→ **Excerpted records**
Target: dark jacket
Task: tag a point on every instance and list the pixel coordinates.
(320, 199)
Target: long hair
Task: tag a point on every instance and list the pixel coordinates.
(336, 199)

→ **Exercise instructions**
Exactly as written, restate every record in the listing.

→ **Reply to the exercise**
Target: dark jacket
Task: tag a point on every instance and list the pixel coordinates.
(320, 199)
Target: long hair
Task: tag a point on every instance and list the pixel coordinates.
(336, 199)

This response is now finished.